==== The data ====
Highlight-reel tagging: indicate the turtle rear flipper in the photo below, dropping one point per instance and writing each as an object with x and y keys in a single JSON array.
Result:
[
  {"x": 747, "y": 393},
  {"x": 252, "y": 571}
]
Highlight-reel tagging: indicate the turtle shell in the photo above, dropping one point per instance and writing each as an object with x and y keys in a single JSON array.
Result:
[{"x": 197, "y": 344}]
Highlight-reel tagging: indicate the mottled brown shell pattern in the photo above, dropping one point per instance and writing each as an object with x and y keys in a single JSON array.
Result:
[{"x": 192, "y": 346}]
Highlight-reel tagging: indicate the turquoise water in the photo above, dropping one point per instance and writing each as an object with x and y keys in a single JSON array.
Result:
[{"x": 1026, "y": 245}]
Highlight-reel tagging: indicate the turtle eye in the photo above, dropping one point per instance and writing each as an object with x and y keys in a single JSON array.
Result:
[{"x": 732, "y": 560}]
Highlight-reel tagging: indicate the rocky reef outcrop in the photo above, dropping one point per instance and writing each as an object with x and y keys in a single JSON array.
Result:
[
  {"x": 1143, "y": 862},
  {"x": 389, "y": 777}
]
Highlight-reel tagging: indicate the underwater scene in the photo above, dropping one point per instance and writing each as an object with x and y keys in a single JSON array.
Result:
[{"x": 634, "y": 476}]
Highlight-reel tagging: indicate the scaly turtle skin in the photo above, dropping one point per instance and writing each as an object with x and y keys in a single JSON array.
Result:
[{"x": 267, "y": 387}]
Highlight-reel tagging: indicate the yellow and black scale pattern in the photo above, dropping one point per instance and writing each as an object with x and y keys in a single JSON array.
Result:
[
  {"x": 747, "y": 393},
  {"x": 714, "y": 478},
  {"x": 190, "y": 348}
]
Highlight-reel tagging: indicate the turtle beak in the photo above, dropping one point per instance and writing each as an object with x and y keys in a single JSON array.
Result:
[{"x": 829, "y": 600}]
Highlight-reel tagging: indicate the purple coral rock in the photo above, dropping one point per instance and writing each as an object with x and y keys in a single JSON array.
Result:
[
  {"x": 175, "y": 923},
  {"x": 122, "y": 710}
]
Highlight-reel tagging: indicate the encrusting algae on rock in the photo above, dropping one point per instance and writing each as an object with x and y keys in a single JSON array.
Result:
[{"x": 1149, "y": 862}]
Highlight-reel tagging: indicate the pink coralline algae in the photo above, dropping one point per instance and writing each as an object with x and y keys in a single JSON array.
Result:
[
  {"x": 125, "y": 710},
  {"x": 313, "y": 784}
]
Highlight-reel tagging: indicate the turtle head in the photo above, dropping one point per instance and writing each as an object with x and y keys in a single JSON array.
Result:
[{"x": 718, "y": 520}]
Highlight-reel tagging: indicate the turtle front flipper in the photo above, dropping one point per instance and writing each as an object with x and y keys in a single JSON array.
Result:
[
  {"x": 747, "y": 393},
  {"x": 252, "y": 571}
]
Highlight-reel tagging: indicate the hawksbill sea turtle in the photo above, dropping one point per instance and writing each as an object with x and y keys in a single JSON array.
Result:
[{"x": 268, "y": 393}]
====
■ What the exercise asks:
Copy whichever lines in the listing above hold "pattern".

■ Answer space:
Highlight-reel tagging: indicate the mottled brown shell pattern in the photo above, dropping one point per instance and writing each as an object with x and y keys in a single JSON array.
Highlight-reel tagging: indicate the yellow and black scale pattern in the photo above, dropping one point per instance and writing each as an object with x and y keys in a single JSON array.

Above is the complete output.